> What the exercise asks
Could you reproduce the records from their start through the line containing "[[113,78],[125,75],[130,26],[127,24],[91,25],[94,76]]", inclusive, with every outline coordinate in the answers rescaled by 1.05 and rounded to the nearest whole number, halves rounding up? Keep the other lines as they are, including the format samples, and leave out the pictures.

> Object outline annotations
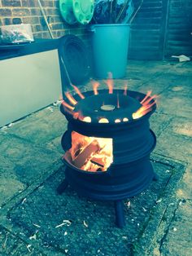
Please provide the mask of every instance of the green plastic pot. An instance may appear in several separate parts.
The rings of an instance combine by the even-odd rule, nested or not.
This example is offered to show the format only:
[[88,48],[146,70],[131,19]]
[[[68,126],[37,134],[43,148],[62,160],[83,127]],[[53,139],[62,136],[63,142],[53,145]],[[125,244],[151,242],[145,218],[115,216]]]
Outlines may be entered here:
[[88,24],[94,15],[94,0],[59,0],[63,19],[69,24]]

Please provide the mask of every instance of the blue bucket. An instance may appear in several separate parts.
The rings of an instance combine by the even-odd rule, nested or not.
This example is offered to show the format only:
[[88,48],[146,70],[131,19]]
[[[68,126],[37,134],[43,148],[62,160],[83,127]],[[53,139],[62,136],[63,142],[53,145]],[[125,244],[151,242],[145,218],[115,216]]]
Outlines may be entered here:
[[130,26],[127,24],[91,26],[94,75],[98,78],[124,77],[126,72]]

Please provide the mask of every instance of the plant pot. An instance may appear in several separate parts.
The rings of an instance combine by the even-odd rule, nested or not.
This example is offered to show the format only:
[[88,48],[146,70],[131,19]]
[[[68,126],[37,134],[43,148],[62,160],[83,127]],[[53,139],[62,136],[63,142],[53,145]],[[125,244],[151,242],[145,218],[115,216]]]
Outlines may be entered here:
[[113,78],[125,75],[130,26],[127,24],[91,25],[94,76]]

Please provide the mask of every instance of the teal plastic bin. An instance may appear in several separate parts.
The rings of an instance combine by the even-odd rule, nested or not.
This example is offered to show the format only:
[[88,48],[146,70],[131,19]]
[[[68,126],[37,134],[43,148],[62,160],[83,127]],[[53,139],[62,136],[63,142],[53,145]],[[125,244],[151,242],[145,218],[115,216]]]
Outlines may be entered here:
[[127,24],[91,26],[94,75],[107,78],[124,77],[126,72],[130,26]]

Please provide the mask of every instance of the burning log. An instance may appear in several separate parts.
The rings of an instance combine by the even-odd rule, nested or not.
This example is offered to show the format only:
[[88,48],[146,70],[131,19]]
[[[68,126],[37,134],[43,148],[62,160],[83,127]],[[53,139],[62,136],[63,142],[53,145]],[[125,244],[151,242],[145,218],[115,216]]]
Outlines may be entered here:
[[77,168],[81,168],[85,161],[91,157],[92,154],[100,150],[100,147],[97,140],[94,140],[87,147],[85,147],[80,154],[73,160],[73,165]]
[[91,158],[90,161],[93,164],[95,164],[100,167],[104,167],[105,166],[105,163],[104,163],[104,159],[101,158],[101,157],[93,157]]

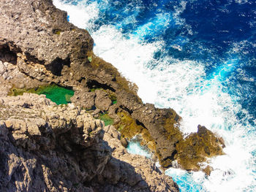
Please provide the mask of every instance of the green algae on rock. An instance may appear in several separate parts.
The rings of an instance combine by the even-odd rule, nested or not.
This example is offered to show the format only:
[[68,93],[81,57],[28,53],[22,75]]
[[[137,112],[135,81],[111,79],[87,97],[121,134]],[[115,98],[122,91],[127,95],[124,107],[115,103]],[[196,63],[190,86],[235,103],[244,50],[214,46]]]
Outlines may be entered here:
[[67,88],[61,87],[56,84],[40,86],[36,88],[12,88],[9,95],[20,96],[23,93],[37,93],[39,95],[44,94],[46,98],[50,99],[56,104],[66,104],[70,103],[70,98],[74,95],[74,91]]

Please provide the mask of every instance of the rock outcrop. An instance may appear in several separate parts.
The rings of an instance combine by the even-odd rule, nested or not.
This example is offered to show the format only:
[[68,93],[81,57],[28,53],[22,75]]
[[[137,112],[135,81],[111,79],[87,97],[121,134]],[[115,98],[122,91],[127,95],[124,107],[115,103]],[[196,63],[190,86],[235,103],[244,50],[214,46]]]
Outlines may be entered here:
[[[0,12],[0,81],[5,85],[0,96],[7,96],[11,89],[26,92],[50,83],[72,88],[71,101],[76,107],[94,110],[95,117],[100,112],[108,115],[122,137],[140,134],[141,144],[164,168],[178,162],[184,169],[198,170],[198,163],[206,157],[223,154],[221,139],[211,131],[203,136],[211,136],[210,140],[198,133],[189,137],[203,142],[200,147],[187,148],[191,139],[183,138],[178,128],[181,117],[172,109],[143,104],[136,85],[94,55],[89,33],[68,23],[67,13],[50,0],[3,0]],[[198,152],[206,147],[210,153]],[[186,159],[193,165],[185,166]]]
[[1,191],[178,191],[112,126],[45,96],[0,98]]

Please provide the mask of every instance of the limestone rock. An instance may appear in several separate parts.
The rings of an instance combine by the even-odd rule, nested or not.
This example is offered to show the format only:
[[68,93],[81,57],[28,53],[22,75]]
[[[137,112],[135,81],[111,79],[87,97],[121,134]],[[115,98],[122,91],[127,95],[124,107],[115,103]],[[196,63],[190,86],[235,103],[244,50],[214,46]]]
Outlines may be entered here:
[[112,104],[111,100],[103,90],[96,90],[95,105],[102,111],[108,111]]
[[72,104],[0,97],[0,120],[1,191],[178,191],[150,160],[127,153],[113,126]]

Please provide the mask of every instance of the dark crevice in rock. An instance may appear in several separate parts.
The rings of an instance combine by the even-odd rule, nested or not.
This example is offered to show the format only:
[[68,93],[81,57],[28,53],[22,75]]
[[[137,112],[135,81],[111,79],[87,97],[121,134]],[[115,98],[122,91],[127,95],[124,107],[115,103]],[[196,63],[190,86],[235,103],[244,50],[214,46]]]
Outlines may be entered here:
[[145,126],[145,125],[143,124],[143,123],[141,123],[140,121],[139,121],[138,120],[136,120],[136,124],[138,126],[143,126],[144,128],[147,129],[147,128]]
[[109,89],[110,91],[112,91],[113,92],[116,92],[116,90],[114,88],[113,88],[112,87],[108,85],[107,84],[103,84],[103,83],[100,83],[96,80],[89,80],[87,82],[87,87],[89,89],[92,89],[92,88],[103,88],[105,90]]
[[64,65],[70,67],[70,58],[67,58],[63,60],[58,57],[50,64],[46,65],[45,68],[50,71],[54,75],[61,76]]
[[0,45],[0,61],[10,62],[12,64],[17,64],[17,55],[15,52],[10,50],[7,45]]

> Correct answer
Please provide the mask of every instance of the green plastic pot. An instance may appear in several separate parts.
The rings of an instance combine by the even-odd rule, nested or not.
This example is offered to show the format only:
[[88,48],[146,70],[131,19]]
[[[68,126],[37,134],[43,148],[62,160],[83,127]],[[53,139],[62,136],[63,142],[53,145]],[[125,244],[151,242],[145,218],[115,216]]]
Outlines may be entered here:
[[92,25],[99,16],[99,0],[62,0],[66,20],[72,25]]

Please provide the mask of every instance of the blue bucket. An instance may appear in several separate parts.
The rings of an instance combine by the even-odd rule, nested or not.
This example is offered to show the format only:
[[88,48],[146,70],[131,19]]
[[[68,126],[37,134],[43,148],[62,160],[83,127]],[[53,139],[62,136],[63,142],[53,145]],[[125,244],[151,242],[145,218],[115,216]]]
Outlines may be entered here:
[[137,27],[133,25],[96,27],[99,79],[103,82],[130,81],[132,76]]

Please provide the mask of every instance of the plant pot. An instance may appear in several separate parts.
The rings of an instance combine by the even-odd rule, nested or not.
This example is offered to show the format only:
[[88,48],[146,70],[131,19]]
[[[68,126],[37,134],[43,148],[62,160],[83,127]],[[53,139],[62,136],[63,142],[53,145]],[[125,244],[151,242],[145,218],[115,216]]]
Outlines may be entered here:
[[119,82],[131,79],[137,27],[133,25],[96,26],[99,80]]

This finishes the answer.